*YOUR TASK*
Write out the passage on billing consultations versus visits word for word, starting at "The question is" and ending at "April 7, 2010.)".

*SELECTED PASSAGE*
== Segment start ==
The question is whether an E&M service that involves both evaluation and treatment, i.e., a transfer of care, constitutes a consultation or a visit service. We concur with Marvel J. Hammer, RN, CPC of MJH Consulting in Denver that:

- IF the "receiving" physician agrees to accept transfer of care before the initial evaluation, then the receiving physician should report the E/M services with the appropriate office/outpatient (new or established) or inpatient (subsequent hospital care) visit code.

- IF, however, the decision to accept transfer of care cannot be made until after the initial evaluation, the appropriate office/outpatient or inpatient consultations code should be reported. (Personal communication, April 7, 2010.)

Consultations are also distinguished by a request from another physician, clinician, lawyer, insurance company etc. as opposed to a referral by the patient himself or by a family member. The request for the consult may be either written or oral, but it must be documented in the patient’s medical record by the requesting physician or by the “receiving” physician, i.e., the consultant.

A consultation also requires documentation of the consultant’s opinion and/or recommendations and of any services or procedures ordered or performed. The evaluation and any treatment must be documented in the medical record and communicated by written report to the requesting physician. Ms. Hammer, as well as ABC, recommend that pain physicians carefully document the identity of the requesting physician or “other appropriate source” and clearly indicate whether the consultant:

-is providing only his/her opinion on the patient's diagnosis and/or treatment –

-"Dr. Joe Brown asked for my opinion regarding this patient's chronic low back pain and potential diagnostic/treatment options. My detailed findings are as follows…."
== Segment end ==
*PROVIDED RECORDS*
== Segment start ==
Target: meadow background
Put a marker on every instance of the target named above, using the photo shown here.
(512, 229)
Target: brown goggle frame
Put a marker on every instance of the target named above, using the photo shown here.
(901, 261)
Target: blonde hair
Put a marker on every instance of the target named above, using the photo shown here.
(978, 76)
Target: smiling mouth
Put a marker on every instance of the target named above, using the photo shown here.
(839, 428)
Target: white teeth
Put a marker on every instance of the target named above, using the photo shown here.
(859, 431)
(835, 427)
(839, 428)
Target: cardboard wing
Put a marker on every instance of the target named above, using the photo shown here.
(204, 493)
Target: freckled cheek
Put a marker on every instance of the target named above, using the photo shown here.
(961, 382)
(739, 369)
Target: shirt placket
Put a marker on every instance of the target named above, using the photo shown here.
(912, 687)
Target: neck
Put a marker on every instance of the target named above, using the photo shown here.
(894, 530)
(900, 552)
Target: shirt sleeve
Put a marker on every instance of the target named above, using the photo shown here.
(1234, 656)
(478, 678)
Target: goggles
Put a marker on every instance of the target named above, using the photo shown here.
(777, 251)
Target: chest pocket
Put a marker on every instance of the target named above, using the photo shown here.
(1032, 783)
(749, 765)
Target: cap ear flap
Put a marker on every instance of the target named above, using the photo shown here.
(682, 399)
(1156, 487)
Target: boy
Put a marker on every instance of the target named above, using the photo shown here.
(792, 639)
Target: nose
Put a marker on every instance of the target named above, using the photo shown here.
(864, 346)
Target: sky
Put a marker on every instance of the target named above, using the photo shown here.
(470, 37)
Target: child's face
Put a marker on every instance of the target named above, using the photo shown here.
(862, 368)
== Segment end ==
*EXERCISE RESPONSE*
The question is whether an E&M service that involves both evaluation and treatment, i.e., a transfer of care, constitutes a consultation or a visit service. We concur with Marvel J. Hammer, RN, CPC of MJH Consulting in Denver that:

- IF the "receiving" physician agrees to accept transfer of care before the initial evaluation, then the receiving physician should report the E/M services with the appropriate office/outpatient (new or established) or inpatient (subsequent hospital care) visit code.

- IF, however, the decision to accept transfer of care cannot be made until after the initial evaluation, the appropriate office/outpatient or inpatient consultations code should be reported. (Personal communication, April 7, 2010.)